── AVAILABLE DATA ──

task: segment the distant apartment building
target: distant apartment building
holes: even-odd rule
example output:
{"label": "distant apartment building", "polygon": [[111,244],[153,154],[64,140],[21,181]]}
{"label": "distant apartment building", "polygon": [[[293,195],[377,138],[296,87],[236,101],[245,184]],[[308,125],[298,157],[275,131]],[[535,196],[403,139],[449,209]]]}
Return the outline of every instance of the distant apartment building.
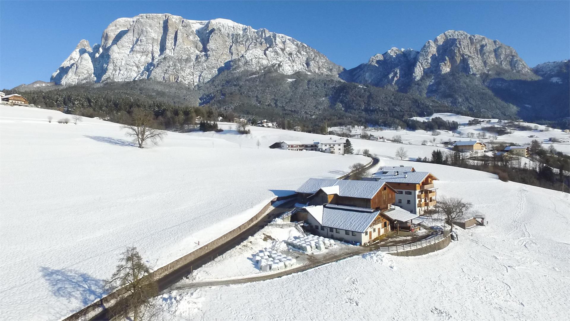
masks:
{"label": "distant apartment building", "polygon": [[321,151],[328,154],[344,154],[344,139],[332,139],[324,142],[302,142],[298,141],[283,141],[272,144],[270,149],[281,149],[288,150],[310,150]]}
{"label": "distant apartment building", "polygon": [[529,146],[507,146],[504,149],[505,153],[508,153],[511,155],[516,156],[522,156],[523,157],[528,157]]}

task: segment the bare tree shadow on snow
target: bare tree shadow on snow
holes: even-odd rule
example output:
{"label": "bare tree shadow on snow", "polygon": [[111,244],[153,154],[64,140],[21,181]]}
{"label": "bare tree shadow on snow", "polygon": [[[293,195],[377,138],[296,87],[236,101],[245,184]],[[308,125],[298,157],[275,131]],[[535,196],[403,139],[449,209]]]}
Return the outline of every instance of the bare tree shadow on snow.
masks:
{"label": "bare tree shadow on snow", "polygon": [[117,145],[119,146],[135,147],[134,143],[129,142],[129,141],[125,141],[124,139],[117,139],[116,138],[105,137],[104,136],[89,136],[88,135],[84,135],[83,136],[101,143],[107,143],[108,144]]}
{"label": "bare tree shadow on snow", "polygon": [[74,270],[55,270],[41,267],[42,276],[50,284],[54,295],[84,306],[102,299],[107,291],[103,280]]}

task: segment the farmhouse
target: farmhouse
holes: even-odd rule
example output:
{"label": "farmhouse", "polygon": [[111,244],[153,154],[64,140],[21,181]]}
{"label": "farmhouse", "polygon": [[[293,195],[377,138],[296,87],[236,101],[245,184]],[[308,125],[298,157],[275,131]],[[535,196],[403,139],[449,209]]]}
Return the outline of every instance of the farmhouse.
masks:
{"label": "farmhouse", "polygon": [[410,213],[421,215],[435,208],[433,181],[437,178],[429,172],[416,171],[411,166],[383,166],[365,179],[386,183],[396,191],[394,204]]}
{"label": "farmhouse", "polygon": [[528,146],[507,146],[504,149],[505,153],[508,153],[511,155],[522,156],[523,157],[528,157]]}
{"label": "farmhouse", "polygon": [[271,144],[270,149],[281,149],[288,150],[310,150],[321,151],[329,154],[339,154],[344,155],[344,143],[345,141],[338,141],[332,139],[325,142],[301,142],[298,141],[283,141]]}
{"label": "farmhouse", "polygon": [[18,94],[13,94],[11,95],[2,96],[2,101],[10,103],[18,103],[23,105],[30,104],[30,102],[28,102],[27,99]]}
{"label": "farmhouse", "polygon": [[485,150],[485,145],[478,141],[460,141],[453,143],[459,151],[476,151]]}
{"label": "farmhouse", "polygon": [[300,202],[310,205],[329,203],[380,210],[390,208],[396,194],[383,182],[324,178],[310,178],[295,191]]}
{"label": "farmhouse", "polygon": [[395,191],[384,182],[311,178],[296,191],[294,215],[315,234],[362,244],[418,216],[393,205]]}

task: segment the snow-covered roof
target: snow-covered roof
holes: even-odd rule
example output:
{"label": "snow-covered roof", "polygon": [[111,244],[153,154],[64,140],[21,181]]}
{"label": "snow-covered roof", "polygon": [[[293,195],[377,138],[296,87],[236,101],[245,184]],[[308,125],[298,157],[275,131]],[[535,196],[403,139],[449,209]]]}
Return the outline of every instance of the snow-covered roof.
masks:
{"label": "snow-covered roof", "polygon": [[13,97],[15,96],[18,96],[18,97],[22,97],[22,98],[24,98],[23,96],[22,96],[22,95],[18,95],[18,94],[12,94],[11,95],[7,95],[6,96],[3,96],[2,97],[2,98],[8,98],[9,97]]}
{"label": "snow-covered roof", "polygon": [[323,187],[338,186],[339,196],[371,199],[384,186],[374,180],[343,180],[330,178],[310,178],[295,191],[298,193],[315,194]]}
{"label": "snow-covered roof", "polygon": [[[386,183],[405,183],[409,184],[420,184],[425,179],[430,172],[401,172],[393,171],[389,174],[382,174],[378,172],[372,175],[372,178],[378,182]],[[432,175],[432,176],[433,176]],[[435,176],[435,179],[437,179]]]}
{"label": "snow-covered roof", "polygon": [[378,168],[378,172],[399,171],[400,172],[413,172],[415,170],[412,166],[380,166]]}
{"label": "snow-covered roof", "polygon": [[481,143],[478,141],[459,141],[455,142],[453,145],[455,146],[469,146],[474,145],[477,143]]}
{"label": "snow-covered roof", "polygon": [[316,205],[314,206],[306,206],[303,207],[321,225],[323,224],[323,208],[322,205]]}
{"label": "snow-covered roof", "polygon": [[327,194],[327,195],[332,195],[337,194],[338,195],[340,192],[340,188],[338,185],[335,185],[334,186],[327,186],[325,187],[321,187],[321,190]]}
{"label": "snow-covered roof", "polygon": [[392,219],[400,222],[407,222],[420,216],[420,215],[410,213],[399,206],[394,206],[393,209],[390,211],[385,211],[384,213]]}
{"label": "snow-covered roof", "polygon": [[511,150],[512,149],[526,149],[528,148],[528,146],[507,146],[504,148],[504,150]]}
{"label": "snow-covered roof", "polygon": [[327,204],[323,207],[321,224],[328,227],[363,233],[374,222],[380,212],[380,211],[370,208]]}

───

Please rewrite the items from the line that contains "task: segment the snow-covered roof" through the end of the items, keeping the requests. In the answers, multiply every polygon coordinate by 0.8 and round it to a whole number, with halves rounded up.

task: segment the snow-covered roof
target: snow-covered roof
holes: even-odd rule
example output:
{"label": "snow-covered roof", "polygon": [[111,244],[153,154],[64,140],[21,181]]}
{"label": "snow-covered roof", "polygon": [[[293,195],[377,138],[296,87],[236,101],[245,184]],[[308,125],[298,157],[275,131]],[[535,196],[403,139],[449,209]]]}
Return the outline of every instance of the snow-covered roof.
masks:
{"label": "snow-covered roof", "polygon": [[10,78],[12,77],[14,77],[14,78],[18,78],[18,78],[19,78],[18,77],[18,77],[18,76],[14,76],[14,75],[10,75],[9,76],[6,76],[5,77],[2,77],[2,78],[2,78],[6,78],[7,78]]}
{"label": "snow-covered roof", "polygon": [[258,150],[270,149],[271,157],[297,159],[307,149],[299,144],[274,144],[264,142],[248,142],[236,153],[238,154],[252,155]]}
{"label": "snow-covered roof", "polygon": [[[309,146],[324,146],[327,147],[336,147],[340,143],[344,138],[321,138],[314,137],[311,139],[306,139],[302,138],[298,140],[298,142],[302,146]],[[346,140],[346,141],[346,141]],[[348,141],[348,143],[350,143]]]}
{"label": "snow-covered roof", "polygon": [[302,134],[302,138],[319,137],[320,138],[330,138],[332,136],[330,133],[304,133]]}
{"label": "snow-covered roof", "polygon": [[385,114],[382,113],[367,113],[364,114],[362,116],[364,117],[375,117],[379,116],[382,114]]}
{"label": "snow-covered roof", "polygon": [[253,164],[251,165],[245,165],[242,166],[257,180],[258,179],[258,166],[258,164]]}
{"label": "snow-covered roof", "polygon": [[262,155],[262,156],[266,156],[270,155],[270,156],[272,154],[272,150],[270,148],[268,148],[267,149],[262,149],[260,150],[257,150],[257,152]]}
{"label": "snow-covered roof", "polygon": [[314,175],[320,178],[326,178],[336,173],[336,172],[328,170],[319,165],[315,165],[314,167],[312,169],[308,169],[307,170]]}
{"label": "snow-covered roof", "polygon": [[409,120],[410,119],[421,119],[422,118],[422,117],[406,117],[403,118],[403,120]]}
{"label": "snow-covered roof", "polygon": [[262,163],[258,166],[257,179],[262,182],[290,186],[299,178],[304,170],[304,169],[296,166]]}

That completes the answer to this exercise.